>> START Dataset

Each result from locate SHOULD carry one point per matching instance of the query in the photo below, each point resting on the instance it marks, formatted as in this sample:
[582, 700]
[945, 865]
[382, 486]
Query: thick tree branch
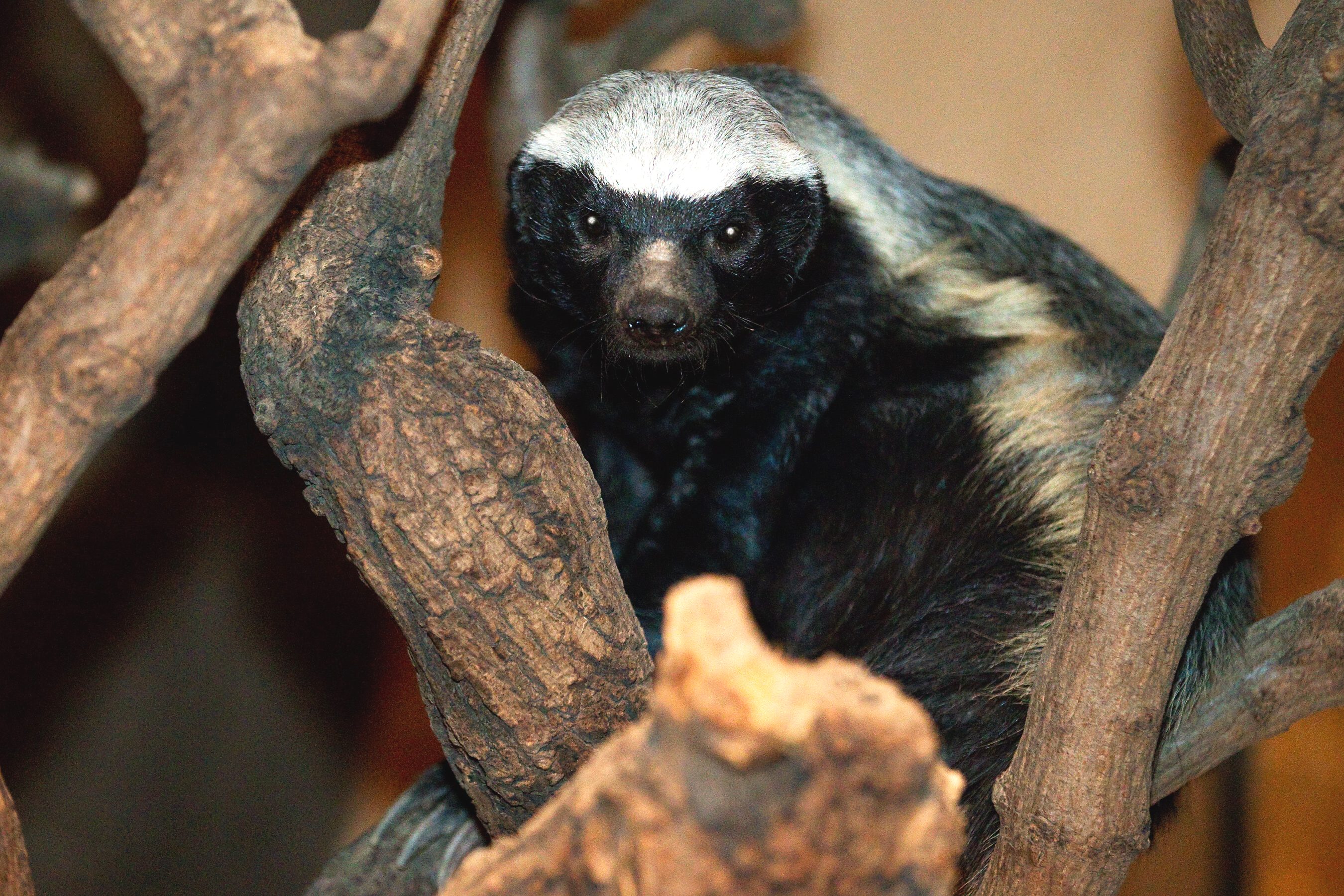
[1225, 50]
[540, 68]
[1292, 667]
[244, 125]
[752, 774]
[1210, 439]
[444, 466]
[15, 878]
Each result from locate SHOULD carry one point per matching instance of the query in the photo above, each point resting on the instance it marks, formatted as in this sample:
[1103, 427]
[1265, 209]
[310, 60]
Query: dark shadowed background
[197, 692]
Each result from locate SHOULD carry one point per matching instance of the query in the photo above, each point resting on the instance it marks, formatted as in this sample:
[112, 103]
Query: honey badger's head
[663, 212]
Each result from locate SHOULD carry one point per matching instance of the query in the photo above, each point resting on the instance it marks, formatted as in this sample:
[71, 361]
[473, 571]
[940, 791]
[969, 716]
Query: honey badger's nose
[656, 319]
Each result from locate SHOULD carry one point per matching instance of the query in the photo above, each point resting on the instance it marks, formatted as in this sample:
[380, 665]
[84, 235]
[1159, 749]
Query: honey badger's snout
[661, 299]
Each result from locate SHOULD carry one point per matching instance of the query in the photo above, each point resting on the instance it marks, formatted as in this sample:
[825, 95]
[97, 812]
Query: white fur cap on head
[684, 135]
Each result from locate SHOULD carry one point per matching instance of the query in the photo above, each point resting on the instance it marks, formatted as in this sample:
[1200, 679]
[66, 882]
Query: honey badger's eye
[730, 234]
[592, 226]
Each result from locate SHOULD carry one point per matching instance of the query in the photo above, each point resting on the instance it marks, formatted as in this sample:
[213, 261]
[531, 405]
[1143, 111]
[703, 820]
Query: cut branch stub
[1212, 439]
[750, 774]
[444, 466]
[241, 105]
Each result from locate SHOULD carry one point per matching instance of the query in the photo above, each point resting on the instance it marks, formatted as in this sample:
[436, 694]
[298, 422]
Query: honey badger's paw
[417, 845]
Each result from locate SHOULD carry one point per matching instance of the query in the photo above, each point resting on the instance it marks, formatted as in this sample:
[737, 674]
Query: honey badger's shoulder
[905, 213]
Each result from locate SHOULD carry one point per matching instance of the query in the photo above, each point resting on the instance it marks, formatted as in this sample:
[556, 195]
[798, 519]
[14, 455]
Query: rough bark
[1292, 667]
[239, 105]
[1210, 439]
[1225, 51]
[15, 878]
[444, 466]
[540, 68]
[750, 774]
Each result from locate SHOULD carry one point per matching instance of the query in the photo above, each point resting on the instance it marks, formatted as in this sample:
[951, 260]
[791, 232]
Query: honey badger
[873, 394]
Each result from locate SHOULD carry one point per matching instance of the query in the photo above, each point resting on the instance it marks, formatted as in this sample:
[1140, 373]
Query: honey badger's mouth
[669, 344]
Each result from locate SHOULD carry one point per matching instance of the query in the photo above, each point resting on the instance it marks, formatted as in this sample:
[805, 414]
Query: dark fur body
[894, 458]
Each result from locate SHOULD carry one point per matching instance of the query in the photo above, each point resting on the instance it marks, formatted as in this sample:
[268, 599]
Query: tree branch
[150, 41]
[15, 876]
[413, 851]
[444, 466]
[1291, 667]
[37, 202]
[1225, 50]
[231, 140]
[752, 774]
[1210, 439]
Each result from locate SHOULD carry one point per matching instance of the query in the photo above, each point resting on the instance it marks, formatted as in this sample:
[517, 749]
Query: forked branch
[752, 774]
[1225, 50]
[1212, 439]
[444, 466]
[1292, 667]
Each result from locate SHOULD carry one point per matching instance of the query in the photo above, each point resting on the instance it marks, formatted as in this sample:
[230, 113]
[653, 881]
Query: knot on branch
[752, 774]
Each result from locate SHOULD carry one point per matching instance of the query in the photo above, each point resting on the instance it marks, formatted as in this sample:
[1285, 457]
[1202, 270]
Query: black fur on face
[655, 281]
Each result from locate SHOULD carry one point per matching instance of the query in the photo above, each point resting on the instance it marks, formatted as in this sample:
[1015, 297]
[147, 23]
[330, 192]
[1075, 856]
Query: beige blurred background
[1086, 116]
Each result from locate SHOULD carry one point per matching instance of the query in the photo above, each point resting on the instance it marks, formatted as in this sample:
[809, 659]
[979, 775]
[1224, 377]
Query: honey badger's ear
[795, 210]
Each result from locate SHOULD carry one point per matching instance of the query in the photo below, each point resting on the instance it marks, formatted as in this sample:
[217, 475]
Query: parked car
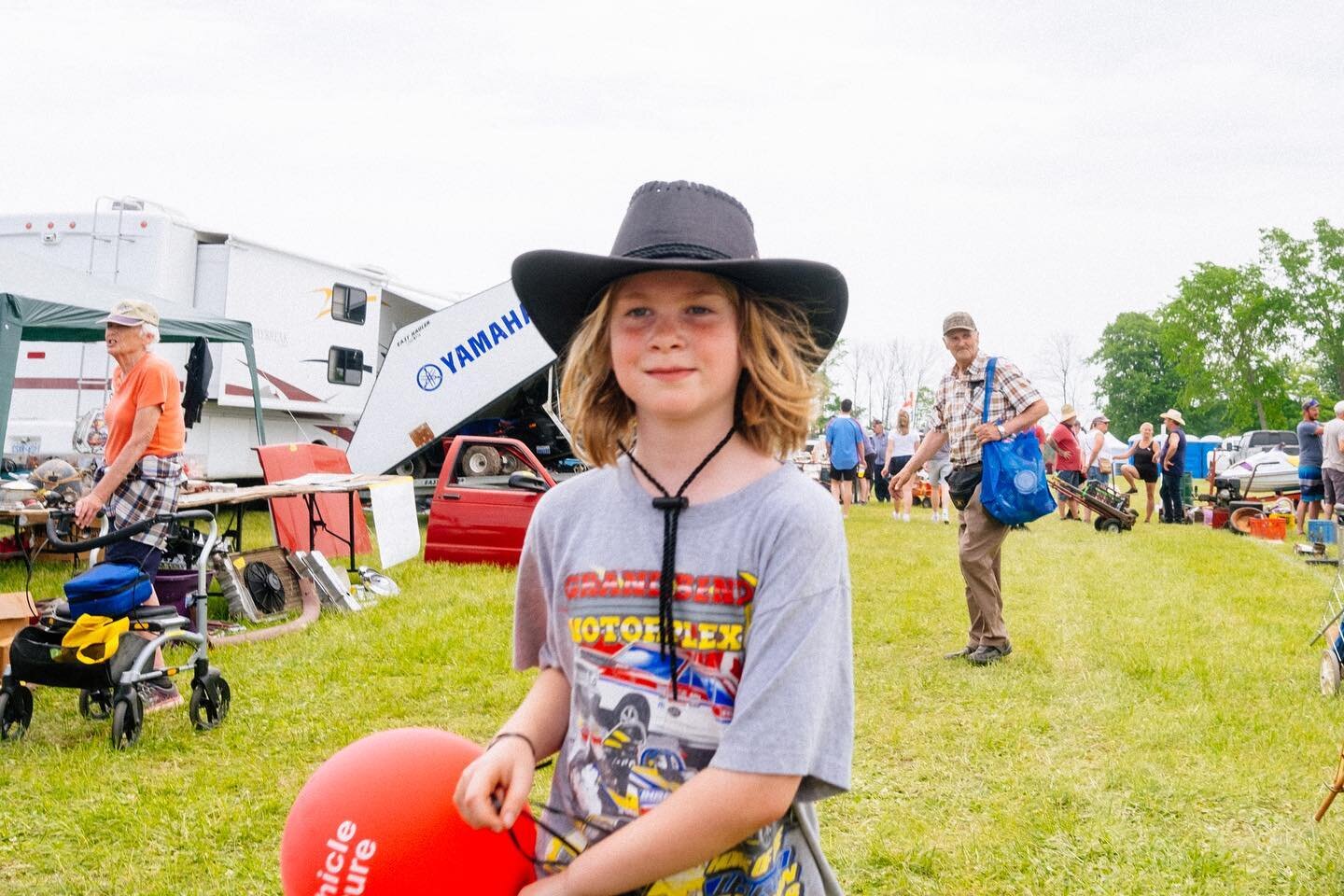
[1258, 441]
[812, 459]
[484, 500]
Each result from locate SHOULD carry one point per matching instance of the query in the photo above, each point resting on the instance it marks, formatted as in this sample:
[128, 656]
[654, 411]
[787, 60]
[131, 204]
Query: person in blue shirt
[846, 446]
[1173, 467]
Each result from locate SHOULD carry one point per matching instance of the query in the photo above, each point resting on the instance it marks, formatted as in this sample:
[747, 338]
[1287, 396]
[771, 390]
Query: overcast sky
[1041, 165]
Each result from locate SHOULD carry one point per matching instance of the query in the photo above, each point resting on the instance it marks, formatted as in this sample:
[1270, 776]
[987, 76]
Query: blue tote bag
[1013, 483]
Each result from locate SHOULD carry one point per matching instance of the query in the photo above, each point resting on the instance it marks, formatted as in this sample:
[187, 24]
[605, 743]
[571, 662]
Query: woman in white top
[901, 448]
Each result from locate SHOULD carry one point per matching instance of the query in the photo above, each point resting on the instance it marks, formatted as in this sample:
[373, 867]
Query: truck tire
[417, 467]
[482, 459]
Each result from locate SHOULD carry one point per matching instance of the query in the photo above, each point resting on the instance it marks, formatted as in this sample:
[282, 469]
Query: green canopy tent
[45, 302]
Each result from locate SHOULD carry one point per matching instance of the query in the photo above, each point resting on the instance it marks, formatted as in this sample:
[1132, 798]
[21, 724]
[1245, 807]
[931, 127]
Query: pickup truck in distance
[484, 500]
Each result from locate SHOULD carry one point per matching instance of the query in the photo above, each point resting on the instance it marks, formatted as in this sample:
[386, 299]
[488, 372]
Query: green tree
[1312, 272]
[1137, 381]
[1228, 332]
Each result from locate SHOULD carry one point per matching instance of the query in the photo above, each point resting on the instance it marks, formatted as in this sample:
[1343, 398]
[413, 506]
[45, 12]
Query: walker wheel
[210, 700]
[95, 704]
[125, 721]
[1329, 673]
[15, 712]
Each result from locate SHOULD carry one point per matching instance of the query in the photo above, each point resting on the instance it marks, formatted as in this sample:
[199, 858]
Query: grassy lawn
[1157, 728]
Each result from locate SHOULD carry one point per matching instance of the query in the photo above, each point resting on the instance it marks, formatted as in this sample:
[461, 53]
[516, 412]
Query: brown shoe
[159, 693]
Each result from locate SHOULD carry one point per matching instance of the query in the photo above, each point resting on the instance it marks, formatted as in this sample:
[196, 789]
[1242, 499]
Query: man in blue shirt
[846, 446]
[1172, 464]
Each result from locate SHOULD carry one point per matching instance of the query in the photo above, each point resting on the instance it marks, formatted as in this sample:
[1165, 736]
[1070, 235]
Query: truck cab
[484, 500]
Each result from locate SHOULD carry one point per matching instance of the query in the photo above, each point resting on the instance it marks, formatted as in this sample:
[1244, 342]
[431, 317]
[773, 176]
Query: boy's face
[675, 347]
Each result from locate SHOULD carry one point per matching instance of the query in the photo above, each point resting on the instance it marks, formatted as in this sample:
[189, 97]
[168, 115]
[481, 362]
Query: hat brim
[559, 287]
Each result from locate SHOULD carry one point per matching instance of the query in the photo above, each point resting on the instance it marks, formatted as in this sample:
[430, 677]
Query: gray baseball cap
[959, 320]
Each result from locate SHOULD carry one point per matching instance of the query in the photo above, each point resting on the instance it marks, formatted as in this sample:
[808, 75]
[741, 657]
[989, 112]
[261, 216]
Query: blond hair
[775, 392]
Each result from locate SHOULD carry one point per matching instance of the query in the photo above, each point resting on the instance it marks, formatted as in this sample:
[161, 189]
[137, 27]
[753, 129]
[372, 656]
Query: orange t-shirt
[151, 382]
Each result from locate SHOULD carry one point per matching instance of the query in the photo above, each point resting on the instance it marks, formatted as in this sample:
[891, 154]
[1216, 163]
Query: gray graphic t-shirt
[763, 663]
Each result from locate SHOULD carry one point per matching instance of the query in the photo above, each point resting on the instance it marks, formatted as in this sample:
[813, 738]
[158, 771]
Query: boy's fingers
[515, 798]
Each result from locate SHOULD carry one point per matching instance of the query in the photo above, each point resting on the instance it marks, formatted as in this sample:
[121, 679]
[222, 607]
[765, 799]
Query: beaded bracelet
[513, 734]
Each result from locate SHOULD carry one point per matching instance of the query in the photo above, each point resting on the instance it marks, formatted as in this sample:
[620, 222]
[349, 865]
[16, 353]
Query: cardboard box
[15, 613]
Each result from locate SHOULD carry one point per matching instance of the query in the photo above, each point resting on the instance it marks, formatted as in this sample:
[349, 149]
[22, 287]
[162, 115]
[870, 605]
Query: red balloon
[378, 819]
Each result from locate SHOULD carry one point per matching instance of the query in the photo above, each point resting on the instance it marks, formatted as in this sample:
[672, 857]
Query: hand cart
[1111, 507]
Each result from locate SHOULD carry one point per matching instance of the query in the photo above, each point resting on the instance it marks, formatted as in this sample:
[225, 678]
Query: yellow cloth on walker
[93, 639]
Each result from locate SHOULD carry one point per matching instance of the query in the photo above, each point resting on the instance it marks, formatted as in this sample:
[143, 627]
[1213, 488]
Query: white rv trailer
[320, 332]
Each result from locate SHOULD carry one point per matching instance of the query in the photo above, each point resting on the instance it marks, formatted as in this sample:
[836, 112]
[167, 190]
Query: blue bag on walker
[1013, 483]
[107, 590]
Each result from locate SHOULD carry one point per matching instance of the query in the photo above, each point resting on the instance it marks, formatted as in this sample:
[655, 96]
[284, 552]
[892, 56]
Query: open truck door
[467, 361]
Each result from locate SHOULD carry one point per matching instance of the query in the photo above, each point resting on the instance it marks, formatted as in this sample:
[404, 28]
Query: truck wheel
[417, 468]
[482, 459]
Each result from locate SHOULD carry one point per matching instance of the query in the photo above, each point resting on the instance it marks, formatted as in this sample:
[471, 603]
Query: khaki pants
[980, 540]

>> END Dataset

*Aim of the task:* From the records above, pull out each line that contains the word "honey".

*The response:*
Query: honey badger's head
Query: honey badger's nose
Query: honey badger's snout
Query: honey badger's eye
Query: honey badger's paw
Query: honey badger's shoulder
Query: honey badger
Query: honey badger's mouth
Query: honey badger's ear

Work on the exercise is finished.